:: TASK LIST ::
1. In the mailing-list message about the GIL, what combined approach does Tal Liron say would achieve the truly best scalability?
2. Write the next part of the mailing-list message about the GIL, picking up after its last sentence.

:: EXTRACT TO READ ::
[Chicago] Kickstarter Fund to get rid of the GIL

Joshua Herman zitterbewegung at gmail.com
Sun Jul 24 22:07:56 CEST 2011


Should we create a wiki page? Like inglourous basterds to kill the GIL
or something.

On Sun, Jul 24, 2011 at 2:56 PM, Jason Rexilius <jason at hostedlabs.com> wrote:
> I also have to quote:
>
> "rather that, for problems for which shared-memory concurrency is
> appropriate (read: the valid cases to complain about the GIL), message
> passing will not be, because of the marshal/unmarshal overhead (plus data
> size/locality ones)."
>
>
> I have to say this is some of the best discussion in quite a while. Dave's
> passionate response is great as well as others. I think the rudeness, or
> not, is kinda besides the point.
>
> There is a valid point to be made about marshal/unmarshal overhead in
> situations where data-manipulation-concurrency AND _user expectation_ or
> environmental constraints apply.  I think that's why people have some
> grounds to be unhappy with the GIL concept (for me its a concept) in certain
> circumstances. Tal is dead on in that "scalability" means different things.
>
> Oddly, I'm more engaged in this as an abstract comp sci question than a
> specific python question.  The problem set applies across languages.
>
> The question I would raise is if, given that an engineer understands the
> problem he is facing, are there both tools in the toolbox?  Is there an
> alternative to GIL for the use-cases where it is not the ideal solution?
>
> BTW, I will stand up for IPC as one of the tools in the toolbox to deal with
> scale/volume/speed/concurrency problems.
>
>
> On 7/24/11 1:58 PM, Tal Liron wrote:
>>
>> I would say that there's truth in both approaches. "Scalability" means
>> different things at different levels of scale. A web example: the
>> architecture of Twitter or Facebook is nothing like the architecture of
>> even a large Django site. It's not even the same problem field.
>>
>>
>> A good threading model can be extremely efficient at certain scales. For
>> data structures that are mostly read, not written, synchronization is
>> not a performance issue, and you get the best throughput possible in
>> multicore situations. The truly best scalability would be achieved by a
>> combined approach: threading on a single node, message passing between
>> nodes. Programming for that, though, is a nightmare (unless you had a
>> programming language that makes both approaches transparent) and so
>> usually at the large scale the latter approach is chosen. One
>> significant challenge is to make sure that operations that MIGHT use the
>> same data structures are actually performed on the same node, so that
>> threading would be put to use.

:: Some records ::
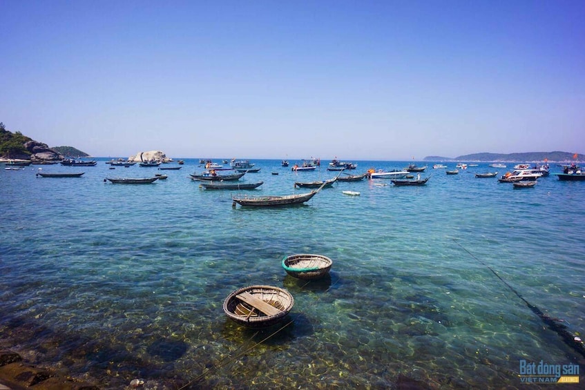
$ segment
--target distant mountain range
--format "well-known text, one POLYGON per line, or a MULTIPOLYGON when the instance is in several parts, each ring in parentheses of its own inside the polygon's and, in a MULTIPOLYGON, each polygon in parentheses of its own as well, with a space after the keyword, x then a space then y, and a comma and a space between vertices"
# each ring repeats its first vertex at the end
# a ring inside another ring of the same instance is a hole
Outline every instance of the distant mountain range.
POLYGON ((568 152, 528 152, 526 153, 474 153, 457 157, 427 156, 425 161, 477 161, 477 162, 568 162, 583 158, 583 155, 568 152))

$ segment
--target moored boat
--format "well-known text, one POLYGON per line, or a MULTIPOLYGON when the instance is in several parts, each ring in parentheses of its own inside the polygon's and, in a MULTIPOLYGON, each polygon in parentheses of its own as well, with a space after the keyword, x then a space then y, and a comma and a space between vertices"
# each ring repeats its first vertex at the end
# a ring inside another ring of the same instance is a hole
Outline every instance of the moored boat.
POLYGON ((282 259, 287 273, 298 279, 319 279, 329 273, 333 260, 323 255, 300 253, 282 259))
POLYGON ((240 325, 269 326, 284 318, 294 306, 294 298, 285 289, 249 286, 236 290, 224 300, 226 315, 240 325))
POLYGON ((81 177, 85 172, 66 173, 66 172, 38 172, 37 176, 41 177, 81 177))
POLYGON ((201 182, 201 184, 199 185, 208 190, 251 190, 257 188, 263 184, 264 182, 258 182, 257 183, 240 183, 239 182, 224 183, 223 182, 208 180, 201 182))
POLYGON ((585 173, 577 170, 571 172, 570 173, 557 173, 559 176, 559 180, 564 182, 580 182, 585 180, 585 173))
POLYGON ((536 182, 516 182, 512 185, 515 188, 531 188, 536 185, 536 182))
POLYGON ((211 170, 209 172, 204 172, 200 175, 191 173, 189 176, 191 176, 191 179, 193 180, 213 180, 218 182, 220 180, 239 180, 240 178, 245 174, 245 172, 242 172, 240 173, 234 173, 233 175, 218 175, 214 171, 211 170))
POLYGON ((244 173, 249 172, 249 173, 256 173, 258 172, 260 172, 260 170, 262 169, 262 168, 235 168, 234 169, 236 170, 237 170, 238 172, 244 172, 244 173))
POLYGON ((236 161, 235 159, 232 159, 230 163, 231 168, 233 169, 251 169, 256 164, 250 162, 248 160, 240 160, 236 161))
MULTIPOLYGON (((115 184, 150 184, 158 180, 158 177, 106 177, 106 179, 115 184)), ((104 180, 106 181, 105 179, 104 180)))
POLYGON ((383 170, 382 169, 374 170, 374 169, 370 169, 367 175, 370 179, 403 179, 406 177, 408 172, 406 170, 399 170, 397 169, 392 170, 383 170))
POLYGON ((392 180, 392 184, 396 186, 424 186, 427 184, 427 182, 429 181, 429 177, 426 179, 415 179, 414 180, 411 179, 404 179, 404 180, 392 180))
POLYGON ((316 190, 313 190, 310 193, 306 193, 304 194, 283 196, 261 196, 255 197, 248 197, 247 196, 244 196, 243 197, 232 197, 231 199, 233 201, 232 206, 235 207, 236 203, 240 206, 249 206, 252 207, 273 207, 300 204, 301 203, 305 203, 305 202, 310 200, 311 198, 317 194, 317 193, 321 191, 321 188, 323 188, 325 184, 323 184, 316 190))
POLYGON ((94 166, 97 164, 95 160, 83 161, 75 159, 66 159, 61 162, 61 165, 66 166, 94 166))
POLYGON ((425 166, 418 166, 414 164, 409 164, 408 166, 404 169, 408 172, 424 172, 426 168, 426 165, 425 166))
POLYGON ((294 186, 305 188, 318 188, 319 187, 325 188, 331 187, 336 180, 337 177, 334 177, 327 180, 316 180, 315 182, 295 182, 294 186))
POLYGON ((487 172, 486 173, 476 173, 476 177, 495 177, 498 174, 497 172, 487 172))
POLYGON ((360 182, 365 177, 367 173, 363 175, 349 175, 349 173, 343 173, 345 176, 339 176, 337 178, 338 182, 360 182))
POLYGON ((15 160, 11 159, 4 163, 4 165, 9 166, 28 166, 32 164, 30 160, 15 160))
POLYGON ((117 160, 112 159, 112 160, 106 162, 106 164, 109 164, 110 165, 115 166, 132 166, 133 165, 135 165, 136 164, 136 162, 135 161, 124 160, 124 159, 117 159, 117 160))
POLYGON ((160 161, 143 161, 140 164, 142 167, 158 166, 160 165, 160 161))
* * *
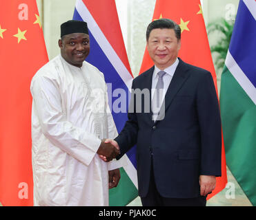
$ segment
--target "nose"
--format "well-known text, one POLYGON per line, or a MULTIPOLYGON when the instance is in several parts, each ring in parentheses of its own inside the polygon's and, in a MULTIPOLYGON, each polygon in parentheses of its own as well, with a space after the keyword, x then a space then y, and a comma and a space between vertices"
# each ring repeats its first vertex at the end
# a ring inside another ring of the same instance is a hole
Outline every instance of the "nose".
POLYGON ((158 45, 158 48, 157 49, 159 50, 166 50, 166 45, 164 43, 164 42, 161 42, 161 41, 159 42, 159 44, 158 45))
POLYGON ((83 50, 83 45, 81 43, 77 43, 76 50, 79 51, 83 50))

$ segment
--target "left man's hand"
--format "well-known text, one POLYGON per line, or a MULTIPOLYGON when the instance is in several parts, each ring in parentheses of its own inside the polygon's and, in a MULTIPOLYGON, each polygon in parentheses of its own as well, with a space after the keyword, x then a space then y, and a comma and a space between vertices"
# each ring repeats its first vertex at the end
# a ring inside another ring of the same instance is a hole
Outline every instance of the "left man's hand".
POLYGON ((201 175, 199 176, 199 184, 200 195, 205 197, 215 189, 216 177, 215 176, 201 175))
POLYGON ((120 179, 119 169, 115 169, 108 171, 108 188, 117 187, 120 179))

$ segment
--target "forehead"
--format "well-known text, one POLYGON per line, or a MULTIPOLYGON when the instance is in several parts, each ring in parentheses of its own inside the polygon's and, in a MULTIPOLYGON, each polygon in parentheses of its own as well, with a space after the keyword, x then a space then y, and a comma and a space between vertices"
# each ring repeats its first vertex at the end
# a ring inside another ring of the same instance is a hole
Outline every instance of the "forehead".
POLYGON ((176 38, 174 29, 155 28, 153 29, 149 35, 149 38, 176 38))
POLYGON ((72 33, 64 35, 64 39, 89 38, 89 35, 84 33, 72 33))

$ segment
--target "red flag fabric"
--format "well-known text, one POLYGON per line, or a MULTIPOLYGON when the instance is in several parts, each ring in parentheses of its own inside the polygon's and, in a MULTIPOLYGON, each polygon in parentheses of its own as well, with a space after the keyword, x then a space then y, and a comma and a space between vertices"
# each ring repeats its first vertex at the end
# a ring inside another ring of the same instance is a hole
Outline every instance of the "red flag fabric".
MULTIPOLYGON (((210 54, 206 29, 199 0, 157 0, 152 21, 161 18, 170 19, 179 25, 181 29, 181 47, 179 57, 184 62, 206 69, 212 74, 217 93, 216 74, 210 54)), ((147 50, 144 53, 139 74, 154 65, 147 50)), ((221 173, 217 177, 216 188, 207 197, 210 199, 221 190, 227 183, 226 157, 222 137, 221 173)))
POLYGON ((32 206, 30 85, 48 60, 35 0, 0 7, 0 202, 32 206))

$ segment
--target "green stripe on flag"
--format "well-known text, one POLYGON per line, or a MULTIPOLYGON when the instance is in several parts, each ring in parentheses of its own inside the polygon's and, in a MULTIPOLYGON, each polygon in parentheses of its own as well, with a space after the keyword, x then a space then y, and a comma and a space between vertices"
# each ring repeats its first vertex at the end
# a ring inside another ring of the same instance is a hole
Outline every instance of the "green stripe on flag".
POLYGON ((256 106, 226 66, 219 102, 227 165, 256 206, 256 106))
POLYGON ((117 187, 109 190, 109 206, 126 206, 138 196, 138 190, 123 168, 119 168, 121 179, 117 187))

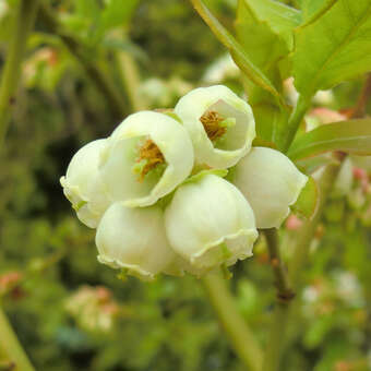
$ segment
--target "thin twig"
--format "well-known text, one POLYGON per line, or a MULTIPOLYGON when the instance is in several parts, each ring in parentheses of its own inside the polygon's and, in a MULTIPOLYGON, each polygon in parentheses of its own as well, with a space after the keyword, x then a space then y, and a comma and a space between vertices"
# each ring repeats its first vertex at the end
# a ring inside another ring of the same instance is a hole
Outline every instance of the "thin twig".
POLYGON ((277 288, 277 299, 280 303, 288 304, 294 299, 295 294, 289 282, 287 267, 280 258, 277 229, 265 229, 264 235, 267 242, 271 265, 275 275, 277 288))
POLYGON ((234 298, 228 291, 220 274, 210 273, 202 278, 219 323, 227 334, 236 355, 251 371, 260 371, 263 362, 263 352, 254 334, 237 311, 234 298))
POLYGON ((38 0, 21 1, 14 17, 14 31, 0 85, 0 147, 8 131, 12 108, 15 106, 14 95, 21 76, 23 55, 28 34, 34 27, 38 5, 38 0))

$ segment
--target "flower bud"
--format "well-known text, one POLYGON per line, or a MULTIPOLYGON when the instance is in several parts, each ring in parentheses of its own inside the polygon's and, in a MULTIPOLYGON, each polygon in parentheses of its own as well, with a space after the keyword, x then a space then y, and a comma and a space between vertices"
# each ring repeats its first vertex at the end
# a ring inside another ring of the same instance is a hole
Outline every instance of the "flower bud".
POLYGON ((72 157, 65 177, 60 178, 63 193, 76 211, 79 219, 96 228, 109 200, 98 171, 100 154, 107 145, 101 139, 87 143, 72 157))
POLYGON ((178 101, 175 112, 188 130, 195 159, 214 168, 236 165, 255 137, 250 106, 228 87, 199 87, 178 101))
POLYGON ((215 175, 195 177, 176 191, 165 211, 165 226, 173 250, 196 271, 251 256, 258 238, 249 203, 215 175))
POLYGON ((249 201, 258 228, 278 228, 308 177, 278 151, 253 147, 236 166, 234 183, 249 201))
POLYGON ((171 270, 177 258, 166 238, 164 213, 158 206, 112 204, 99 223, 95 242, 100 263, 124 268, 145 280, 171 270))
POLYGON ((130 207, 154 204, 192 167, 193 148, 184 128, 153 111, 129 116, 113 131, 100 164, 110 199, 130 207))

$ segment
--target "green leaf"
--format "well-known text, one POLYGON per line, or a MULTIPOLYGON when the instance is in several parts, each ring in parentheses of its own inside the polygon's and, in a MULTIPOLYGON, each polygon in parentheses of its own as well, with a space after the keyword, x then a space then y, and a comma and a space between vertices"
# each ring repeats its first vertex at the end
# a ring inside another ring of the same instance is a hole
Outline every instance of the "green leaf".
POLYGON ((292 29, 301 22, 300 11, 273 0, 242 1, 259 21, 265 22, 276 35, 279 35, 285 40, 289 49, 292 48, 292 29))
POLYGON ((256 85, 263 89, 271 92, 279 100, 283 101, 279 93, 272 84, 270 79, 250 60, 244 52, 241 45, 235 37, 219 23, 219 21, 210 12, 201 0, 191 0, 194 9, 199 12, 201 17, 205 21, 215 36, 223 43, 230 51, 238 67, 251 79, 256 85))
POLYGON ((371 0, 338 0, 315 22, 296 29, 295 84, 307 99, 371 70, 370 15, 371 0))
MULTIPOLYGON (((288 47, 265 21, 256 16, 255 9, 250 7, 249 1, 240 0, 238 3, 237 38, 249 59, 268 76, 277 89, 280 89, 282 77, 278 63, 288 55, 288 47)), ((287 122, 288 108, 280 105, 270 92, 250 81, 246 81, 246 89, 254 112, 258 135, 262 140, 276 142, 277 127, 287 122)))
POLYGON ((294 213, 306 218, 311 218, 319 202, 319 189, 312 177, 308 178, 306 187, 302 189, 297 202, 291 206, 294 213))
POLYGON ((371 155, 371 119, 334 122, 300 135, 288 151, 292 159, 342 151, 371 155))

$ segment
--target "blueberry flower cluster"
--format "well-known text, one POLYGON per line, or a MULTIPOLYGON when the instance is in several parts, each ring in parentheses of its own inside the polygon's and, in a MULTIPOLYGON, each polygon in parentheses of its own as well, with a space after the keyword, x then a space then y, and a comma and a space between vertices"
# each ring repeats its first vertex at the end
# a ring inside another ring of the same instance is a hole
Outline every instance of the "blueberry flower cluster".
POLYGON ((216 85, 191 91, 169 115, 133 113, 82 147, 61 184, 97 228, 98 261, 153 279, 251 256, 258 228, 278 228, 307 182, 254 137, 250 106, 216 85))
---
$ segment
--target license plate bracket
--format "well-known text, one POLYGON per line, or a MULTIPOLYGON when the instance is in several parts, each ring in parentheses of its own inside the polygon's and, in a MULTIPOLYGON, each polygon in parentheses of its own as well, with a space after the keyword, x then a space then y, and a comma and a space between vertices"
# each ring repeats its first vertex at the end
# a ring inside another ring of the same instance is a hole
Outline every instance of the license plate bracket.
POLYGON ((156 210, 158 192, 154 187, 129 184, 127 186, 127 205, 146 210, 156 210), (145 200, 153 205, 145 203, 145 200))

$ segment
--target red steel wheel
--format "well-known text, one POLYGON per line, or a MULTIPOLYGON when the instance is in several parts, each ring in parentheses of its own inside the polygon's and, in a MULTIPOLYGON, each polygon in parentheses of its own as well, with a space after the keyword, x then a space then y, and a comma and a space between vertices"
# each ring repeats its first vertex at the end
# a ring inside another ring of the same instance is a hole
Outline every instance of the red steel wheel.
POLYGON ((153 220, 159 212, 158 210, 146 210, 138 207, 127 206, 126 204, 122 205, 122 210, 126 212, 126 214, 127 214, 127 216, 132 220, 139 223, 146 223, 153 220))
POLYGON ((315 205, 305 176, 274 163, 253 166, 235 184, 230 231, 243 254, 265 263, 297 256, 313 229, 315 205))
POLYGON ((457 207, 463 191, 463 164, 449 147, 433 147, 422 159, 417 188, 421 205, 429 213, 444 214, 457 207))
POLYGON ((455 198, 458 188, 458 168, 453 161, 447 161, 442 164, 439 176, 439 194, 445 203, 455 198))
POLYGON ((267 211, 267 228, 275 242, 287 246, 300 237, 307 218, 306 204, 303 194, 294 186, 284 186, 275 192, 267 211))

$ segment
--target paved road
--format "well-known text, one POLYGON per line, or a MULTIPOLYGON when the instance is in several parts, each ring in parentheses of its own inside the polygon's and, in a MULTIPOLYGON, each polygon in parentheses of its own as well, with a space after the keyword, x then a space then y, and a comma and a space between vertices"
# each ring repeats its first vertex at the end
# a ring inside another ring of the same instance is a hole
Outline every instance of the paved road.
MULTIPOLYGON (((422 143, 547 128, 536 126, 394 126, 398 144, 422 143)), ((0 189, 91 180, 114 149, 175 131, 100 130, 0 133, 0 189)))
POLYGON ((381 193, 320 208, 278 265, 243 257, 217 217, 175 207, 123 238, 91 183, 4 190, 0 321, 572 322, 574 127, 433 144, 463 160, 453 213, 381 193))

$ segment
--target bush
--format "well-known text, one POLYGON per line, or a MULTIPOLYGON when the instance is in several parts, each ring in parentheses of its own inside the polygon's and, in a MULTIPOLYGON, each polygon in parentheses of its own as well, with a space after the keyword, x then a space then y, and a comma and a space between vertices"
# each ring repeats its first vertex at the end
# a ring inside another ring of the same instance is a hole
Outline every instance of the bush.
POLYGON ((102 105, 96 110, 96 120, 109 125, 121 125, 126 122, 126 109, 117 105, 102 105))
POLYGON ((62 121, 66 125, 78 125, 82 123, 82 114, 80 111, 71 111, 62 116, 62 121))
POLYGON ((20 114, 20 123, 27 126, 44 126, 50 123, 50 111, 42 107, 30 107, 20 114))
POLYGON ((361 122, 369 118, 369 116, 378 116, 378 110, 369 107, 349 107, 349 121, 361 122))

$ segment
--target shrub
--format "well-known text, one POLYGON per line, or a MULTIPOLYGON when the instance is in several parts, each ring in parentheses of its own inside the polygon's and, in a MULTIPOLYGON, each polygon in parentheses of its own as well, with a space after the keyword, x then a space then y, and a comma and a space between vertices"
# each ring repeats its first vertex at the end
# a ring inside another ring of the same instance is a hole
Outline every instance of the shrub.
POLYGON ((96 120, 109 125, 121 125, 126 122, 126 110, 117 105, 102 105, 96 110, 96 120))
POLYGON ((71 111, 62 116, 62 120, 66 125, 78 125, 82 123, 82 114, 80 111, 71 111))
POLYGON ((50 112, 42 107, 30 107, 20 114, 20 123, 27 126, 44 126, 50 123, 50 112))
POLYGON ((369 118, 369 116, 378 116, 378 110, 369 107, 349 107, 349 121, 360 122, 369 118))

:: ANSWERS TO THE EXERCISE ::
1. Threading on a single node and message passing between nodes.

2.
>>
>>
>> So, what Dave said applies very well to threading, too: "you still need
>> to know what you're doing and how to decompose your application to use
>> it."
>>
>>
>> Doing concurrency right is hard. Doing message passing right is hard.
>> Functional (persistent data structure) languages are hard, too. Good
>> thing we're all such awesome geniuses, bursting with experience and a
>> desire to learn.
>>
>>
>> -Tal
>>
>>
>> On 07/23/2011 01:40 PM, David Beazley wrote:
>>
>>>> "high performance just create multi processes that message" very
>>>> rarely have
>>>> I heard IPC and high performance in the same sentence.
>>>>
>>>> Alex
>>>>
>>> Your youth and inexperience is the only reason would make a statement
>>> that ignorant. Go hang out with some people doing Python and
>>> supercomputing for awhile and report back---you will find that almost
>>> significant application is based on message passing (e.g., MPI). This
>>> is because message passing has proven itself to be about the only sane
>>> way of scaling applications up to run across thousands to tens of
>>> thousands of CPU cores.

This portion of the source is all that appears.